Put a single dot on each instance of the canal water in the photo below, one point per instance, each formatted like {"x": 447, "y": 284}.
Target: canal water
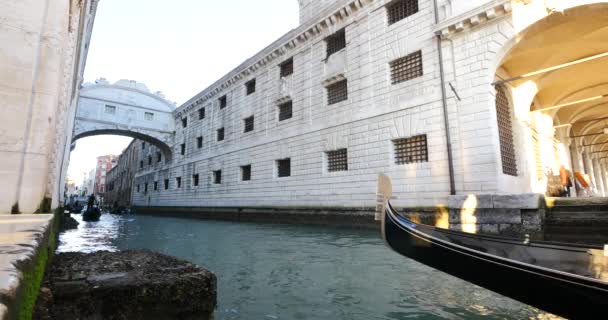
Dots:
{"x": 273, "y": 271}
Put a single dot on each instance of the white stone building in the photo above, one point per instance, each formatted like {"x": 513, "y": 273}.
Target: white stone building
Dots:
{"x": 42, "y": 56}
{"x": 409, "y": 88}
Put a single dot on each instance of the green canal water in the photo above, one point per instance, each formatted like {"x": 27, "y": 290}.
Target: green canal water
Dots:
{"x": 272, "y": 271}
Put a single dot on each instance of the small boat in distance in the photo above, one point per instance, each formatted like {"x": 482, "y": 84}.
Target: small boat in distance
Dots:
{"x": 568, "y": 280}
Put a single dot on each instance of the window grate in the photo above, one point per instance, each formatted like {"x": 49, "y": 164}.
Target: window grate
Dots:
{"x": 287, "y": 68}
{"x": 410, "y": 150}
{"x": 248, "y": 124}
{"x": 223, "y": 102}
{"x": 505, "y": 132}
{"x": 401, "y": 9}
{"x": 337, "y": 160}
{"x": 337, "y": 92}
{"x": 285, "y": 110}
{"x": 406, "y": 68}
{"x": 250, "y": 85}
{"x": 246, "y": 173}
{"x": 335, "y": 42}
{"x": 284, "y": 168}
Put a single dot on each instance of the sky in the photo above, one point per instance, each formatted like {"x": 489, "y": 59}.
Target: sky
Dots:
{"x": 178, "y": 47}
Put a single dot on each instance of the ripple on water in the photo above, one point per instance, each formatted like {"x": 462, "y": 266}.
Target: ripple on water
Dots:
{"x": 268, "y": 271}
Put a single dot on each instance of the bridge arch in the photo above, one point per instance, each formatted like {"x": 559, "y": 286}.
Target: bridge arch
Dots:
{"x": 125, "y": 108}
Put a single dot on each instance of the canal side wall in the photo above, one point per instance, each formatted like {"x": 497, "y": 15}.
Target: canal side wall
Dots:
{"x": 27, "y": 243}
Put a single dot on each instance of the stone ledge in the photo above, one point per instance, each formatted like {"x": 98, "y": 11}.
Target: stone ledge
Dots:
{"x": 496, "y": 201}
{"x": 23, "y": 241}
{"x": 126, "y": 285}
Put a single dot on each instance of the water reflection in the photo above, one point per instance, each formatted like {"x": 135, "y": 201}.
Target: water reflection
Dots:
{"x": 298, "y": 272}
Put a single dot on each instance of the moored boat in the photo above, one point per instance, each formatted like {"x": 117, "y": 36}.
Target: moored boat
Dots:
{"x": 569, "y": 280}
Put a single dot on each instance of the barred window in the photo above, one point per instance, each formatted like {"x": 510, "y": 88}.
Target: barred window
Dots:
{"x": 505, "y": 132}
{"x": 285, "y": 110}
{"x": 412, "y": 149}
{"x": 406, "y": 68}
{"x": 250, "y": 85}
{"x": 284, "y": 167}
{"x": 246, "y": 173}
{"x": 110, "y": 109}
{"x": 287, "y": 68}
{"x": 217, "y": 177}
{"x": 248, "y": 122}
{"x": 401, "y": 9}
{"x": 337, "y": 92}
{"x": 337, "y": 160}
{"x": 335, "y": 42}
{"x": 223, "y": 102}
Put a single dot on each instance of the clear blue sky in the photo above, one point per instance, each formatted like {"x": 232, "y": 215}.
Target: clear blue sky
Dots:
{"x": 178, "y": 47}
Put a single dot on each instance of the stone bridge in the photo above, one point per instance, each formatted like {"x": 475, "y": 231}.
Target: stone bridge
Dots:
{"x": 125, "y": 108}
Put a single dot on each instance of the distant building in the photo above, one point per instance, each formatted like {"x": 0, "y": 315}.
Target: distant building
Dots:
{"x": 120, "y": 177}
{"x": 44, "y": 48}
{"x": 104, "y": 165}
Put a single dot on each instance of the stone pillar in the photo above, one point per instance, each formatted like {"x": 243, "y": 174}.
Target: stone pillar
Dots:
{"x": 597, "y": 177}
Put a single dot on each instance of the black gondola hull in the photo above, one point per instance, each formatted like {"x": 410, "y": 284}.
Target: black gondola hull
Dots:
{"x": 554, "y": 292}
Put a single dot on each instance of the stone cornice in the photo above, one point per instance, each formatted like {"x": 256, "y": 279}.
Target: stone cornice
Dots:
{"x": 472, "y": 18}
{"x": 282, "y": 47}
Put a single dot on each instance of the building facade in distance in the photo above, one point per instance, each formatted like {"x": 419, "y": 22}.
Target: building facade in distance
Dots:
{"x": 448, "y": 98}
{"x": 103, "y": 166}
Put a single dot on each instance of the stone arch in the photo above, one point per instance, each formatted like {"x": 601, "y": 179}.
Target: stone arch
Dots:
{"x": 557, "y": 99}
{"x": 164, "y": 148}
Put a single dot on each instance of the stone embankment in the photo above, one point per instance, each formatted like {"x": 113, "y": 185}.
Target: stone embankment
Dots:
{"x": 27, "y": 243}
{"x": 126, "y": 285}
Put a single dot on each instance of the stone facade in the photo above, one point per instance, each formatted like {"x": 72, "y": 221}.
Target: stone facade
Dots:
{"x": 44, "y": 47}
{"x": 120, "y": 178}
{"x": 476, "y": 41}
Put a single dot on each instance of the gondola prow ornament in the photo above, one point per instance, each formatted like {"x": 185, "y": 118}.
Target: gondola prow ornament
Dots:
{"x": 384, "y": 193}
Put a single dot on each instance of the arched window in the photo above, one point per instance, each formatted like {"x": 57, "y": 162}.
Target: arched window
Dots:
{"x": 505, "y": 132}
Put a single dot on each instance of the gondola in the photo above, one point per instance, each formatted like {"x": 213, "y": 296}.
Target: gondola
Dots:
{"x": 91, "y": 214}
{"x": 568, "y": 280}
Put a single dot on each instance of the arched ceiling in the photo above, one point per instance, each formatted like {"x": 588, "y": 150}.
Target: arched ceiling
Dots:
{"x": 560, "y": 38}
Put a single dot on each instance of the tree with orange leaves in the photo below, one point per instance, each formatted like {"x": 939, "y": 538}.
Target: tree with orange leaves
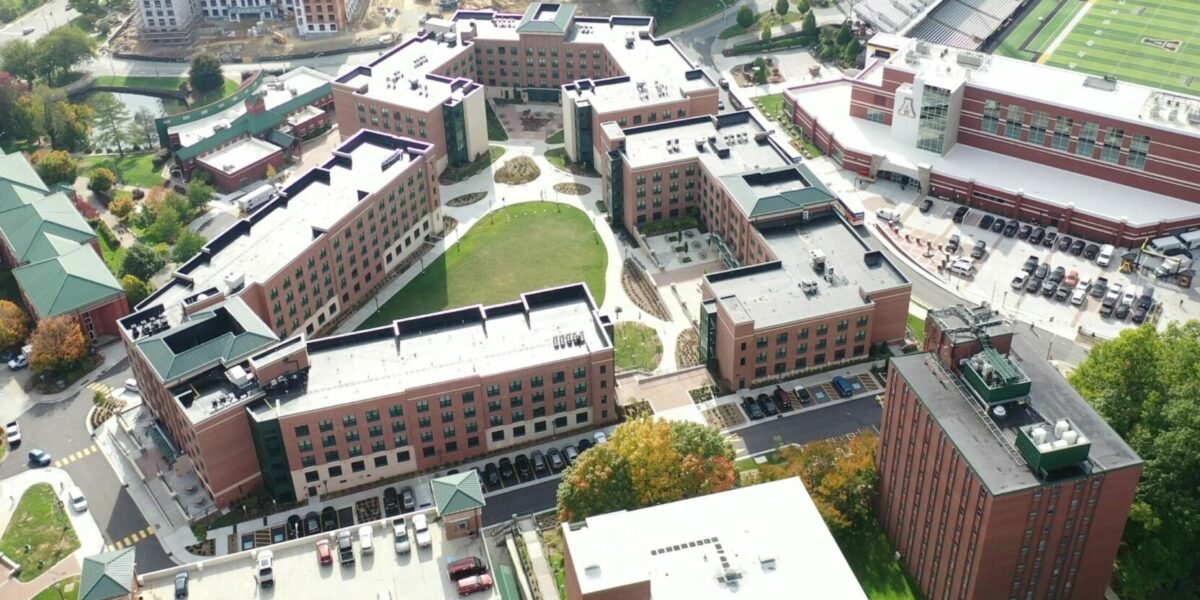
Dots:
{"x": 839, "y": 475}
{"x": 59, "y": 346}
{"x": 646, "y": 463}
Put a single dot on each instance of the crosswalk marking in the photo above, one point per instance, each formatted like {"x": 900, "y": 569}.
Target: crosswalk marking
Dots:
{"x": 131, "y": 539}
{"x": 75, "y": 456}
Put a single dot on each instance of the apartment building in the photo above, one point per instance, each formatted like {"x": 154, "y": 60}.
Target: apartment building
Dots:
{"x": 1026, "y": 141}
{"x": 996, "y": 479}
{"x": 433, "y": 87}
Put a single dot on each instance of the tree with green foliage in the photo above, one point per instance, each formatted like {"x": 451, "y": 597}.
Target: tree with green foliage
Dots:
{"x": 101, "y": 180}
{"x": 61, "y": 49}
{"x": 745, "y": 17}
{"x": 136, "y": 289}
{"x": 205, "y": 73}
{"x": 143, "y": 262}
{"x": 1144, "y": 384}
{"x": 19, "y": 58}
{"x": 646, "y": 463}
{"x": 187, "y": 244}
{"x": 55, "y": 167}
{"x": 109, "y": 115}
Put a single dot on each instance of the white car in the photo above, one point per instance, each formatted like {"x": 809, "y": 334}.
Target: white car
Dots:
{"x": 421, "y": 527}
{"x": 400, "y": 535}
{"x": 75, "y": 496}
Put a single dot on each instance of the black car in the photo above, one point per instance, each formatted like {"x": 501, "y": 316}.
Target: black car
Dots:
{"x": 507, "y": 472}
{"x": 767, "y": 406}
{"x": 1037, "y": 235}
{"x": 491, "y": 474}
{"x": 390, "y": 502}
{"x": 525, "y": 471}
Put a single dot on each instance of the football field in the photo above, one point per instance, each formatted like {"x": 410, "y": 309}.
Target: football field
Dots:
{"x": 1152, "y": 42}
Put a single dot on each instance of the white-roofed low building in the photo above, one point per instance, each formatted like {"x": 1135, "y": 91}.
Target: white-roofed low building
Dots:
{"x": 713, "y": 546}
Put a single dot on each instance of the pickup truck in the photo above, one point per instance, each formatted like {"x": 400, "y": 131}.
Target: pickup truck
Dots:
{"x": 346, "y": 547}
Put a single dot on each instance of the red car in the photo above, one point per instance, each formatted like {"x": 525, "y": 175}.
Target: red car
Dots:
{"x": 478, "y": 583}
{"x": 324, "y": 556}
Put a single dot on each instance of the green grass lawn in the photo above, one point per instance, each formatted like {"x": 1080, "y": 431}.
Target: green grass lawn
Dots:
{"x": 637, "y": 347}
{"x": 1111, "y": 39}
{"x": 153, "y": 83}
{"x": 41, "y": 523}
{"x": 495, "y": 127}
{"x": 136, "y": 169}
{"x": 519, "y": 249}
{"x": 873, "y": 559}
{"x": 70, "y": 591}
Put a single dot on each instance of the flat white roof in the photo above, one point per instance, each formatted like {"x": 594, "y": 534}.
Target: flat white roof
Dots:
{"x": 239, "y": 155}
{"x": 717, "y": 546}
{"x": 829, "y": 103}
{"x": 1053, "y": 85}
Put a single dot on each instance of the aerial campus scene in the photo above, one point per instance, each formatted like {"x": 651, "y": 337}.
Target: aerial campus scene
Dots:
{"x": 523, "y": 300}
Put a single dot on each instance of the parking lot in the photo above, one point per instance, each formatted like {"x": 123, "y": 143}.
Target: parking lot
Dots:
{"x": 1009, "y": 249}
{"x": 421, "y": 573}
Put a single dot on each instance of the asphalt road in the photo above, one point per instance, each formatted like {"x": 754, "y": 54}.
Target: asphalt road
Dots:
{"x": 60, "y": 430}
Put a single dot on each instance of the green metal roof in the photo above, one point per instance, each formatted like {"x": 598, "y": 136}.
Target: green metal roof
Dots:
{"x": 221, "y": 334}
{"x": 108, "y": 575}
{"x": 459, "y": 492}
{"x": 534, "y": 22}
{"x": 30, "y": 226}
{"x": 66, "y": 283}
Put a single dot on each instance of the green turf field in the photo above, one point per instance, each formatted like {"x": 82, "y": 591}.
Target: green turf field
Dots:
{"x": 1114, "y": 39}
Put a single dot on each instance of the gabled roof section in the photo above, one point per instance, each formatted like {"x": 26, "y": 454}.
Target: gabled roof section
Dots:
{"x": 223, "y": 334}
{"x": 107, "y": 575}
{"x": 546, "y": 18}
{"x": 459, "y": 492}
{"x": 66, "y": 283}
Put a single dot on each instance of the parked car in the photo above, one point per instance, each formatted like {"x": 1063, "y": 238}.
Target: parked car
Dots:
{"x": 40, "y": 457}
{"x": 390, "y": 502}
{"x": 407, "y": 499}
{"x": 539, "y": 461}
{"x": 324, "y": 556}
{"x": 400, "y": 535}
{"x": 421, "y": 531}
{"x": 265, "y": 571}
{"x": 556, "y": 460}
{"x": 76, "y": 498}
{"x": 12, "y": 431}
{"x": 466, "y": 568}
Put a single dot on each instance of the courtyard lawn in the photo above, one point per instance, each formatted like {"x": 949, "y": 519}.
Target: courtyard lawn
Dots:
{"x": 637, "y": 347}
{"x": 873, "y": 559}
{"x": 41, "y": 523}
{"x": 135, "y": 169}
{"x": 519, "y": 249}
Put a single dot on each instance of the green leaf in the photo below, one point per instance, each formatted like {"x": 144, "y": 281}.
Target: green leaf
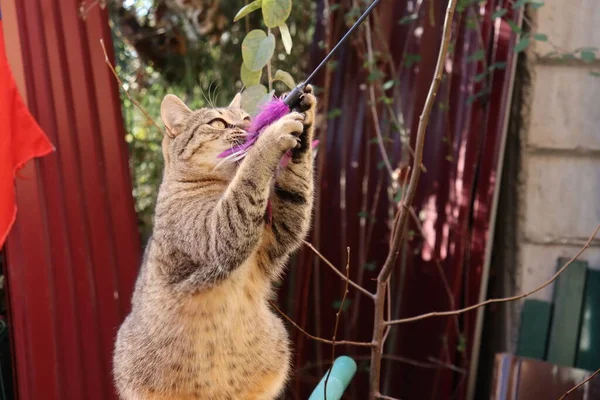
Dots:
{"x": 398, "y": 196}
{"x": 275, "y": 12}
{"x": 411, "y": 59}
{"x": 478, "y": 55}
{"x": 513, "y": 26}
{"x": 251, "y": 98}
{"x": 522, "y": 45}
{"x": 285, "y": 78}
{"x": 408, "y": 19}
{"x": 338, "y": 303}
{"x": 389, "y": 84}
{"x": 588, "y": 56}
{"x": 499, "y": 13}
{"x": 497, "y": 65}
{"x": 257, "y": 49}
{"x": 247, "y": 9}
{"x": 286, "y": 38}
{"x": 250, "y": 78}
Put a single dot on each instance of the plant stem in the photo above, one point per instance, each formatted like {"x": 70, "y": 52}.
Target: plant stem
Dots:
{"x": 380, "y": 295}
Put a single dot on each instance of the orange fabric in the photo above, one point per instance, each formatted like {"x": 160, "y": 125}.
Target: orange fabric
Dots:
{"x": 21, "y": 139}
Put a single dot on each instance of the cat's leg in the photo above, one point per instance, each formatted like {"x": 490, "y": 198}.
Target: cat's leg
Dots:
{"x": 209, "y": 239}
{"x": 292, "y": 197}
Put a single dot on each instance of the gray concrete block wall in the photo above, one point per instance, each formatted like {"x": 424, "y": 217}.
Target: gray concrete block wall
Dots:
{"x": 559, "y": 182}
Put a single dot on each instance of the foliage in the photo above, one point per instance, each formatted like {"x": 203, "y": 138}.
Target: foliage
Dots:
{"x": 258, "y": 49}
{"x": 199, "y": 65}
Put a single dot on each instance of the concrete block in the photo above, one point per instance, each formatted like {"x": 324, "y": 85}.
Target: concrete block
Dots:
{"x": 569, "y": 24}
{"x": 539, "y": 264}
{"x": 562, "y": 197}
{"x": 564, "y": 110}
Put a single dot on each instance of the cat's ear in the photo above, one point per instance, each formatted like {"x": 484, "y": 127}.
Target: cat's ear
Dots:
{"x": 237, "y": 101}
{"x": 174, "y": 113}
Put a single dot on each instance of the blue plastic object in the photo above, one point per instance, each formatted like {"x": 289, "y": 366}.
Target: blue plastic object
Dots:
{"x": 342, "y": 372}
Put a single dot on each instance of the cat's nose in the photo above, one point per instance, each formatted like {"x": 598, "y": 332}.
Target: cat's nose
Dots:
{"x": 245, "y": 125}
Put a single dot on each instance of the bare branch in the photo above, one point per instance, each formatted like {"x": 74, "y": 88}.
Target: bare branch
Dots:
{"x": 318, "y": 339}
{"x": 135, "y": 102}
{"x": 501, "y": 300}
{"x": 589, "y": 378}
{"x": 330, "y": 265}
{"x": 402, "y": 220}
{"x": 337, "y": 322}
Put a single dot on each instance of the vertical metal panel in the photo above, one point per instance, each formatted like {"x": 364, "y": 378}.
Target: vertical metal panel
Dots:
{"x": 74, "y": 251}
{"x": 455, "y": 195}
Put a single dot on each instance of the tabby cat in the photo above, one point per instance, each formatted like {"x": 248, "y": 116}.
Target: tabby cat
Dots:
{"x": 201, "y": 326}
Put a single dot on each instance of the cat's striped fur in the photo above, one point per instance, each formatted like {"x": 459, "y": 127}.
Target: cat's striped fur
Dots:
{"x": 200, "y": 325}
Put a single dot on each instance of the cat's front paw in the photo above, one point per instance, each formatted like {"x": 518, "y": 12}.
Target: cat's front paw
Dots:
{"x": 286, "y": 131}
{"x": 308, "y": 106}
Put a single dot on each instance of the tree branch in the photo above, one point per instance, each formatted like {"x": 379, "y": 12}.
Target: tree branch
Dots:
{"x": 330, "y": 265}
{"x": 337, "y": 322}
{"x": 400, "y": 225}
{"x": 318, "y": 339}
{"x": 501, "y": 300}
{"x": 589, "y": 378}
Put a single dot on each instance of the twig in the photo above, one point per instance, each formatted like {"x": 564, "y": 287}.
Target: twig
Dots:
{"x": 381, "y": 396}
{"x": 135, "y": 103}
{"x": 373, "y": 106}
{"x": 589, "y": 378}
{"x": 337, "y": 322}
{"x": 318, "y": 339}
{"x": 500, "y": 300}
{"x": 330, "y": 265}
{"x": 390, "y": 262}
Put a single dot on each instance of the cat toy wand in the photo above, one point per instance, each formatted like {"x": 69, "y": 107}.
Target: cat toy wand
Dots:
{"x": 277, "y": 108}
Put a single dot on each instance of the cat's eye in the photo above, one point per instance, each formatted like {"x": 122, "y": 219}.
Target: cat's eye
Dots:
{"x": 218, "y": 123}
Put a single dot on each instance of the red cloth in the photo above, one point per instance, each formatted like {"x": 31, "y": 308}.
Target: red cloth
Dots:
{"x": 21, "y": 139}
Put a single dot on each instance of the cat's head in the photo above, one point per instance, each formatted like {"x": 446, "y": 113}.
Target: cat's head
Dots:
{"x": 195, "y": 139}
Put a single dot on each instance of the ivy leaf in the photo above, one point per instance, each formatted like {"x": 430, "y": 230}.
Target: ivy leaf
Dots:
{"x": 499, "y": 13}
{"x": 250, "y": 78}
{"x": 338, "y": 303}
{"x": 251, "y": 98}
{"x": 389, "y": 84}
{"x": 408, "y": 19}
{"x": 497, "y": 65}
{"x": 275, "y": 12}
{"x": 257, "y": 49}
{"x": 370, "y": 266}
{"x": 522, "y": 45}
{"x": 247, "y": 9}
{"x": 588, "y": 56}
{"x": 286, "y": 38}
{"x": 411, "y": 59}
{"x": 478, "y": 55}
{"x": 480, "y": 77}
{"x": 285, "y": 78}
{"x": 513, "y": 26}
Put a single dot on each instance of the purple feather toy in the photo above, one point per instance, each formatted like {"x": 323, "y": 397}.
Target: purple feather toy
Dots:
{"x": 277, "y": 108}
{"x": 270, "y": 113}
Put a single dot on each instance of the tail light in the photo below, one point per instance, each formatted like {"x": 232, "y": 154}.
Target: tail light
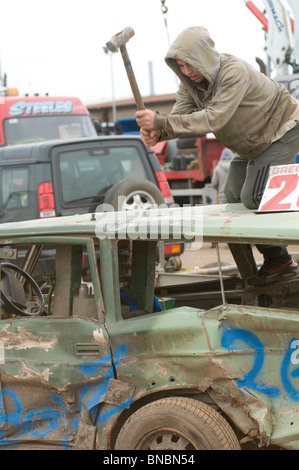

---*---

= Problem to work on =
Gather every line of the items above that contains the string "fabric", and copy each such line in full.

= Expected output =
Put a single dot on each instance of the orange fabric in the photo above, one point per instance, each formatted like {"x": 160, "y": 125}.
Target: orange fabric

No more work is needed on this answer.